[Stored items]
^^^^^^^^^^^^^^^^

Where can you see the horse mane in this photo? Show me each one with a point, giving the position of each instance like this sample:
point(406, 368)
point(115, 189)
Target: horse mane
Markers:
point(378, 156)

^^^^^^^^^^^^^^^^

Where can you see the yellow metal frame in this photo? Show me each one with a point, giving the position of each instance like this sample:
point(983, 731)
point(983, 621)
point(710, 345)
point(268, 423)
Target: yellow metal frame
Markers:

^^^^^^^^^^^^^^^^

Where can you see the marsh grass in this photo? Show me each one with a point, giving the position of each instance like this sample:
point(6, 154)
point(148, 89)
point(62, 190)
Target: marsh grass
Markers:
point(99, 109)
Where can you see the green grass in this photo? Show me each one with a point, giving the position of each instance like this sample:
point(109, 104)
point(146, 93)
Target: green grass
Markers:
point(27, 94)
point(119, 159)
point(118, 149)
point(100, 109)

^^^^^^^^^^^^^^^^

» **WHAT YOU ARE ASKED TO DO**
Look through the records above and please copy every line in which the string "Show" occurs.

» **COMPLETED EXERCISE**
Where can you see the horse mane in this photo? Show me each one with a point, giving the position of each instance like this sample:
Where can you see the yellow metal frame in this photo? Show me each one with a point, giving the position of each instance like this sample:
Where can you see the marsh grass in this photo? Show me each one with a point, giving the position of each instance like this sample:
Where can you see the green grass in this photo? Show me each one with a point, giving the position of each instance like this sample:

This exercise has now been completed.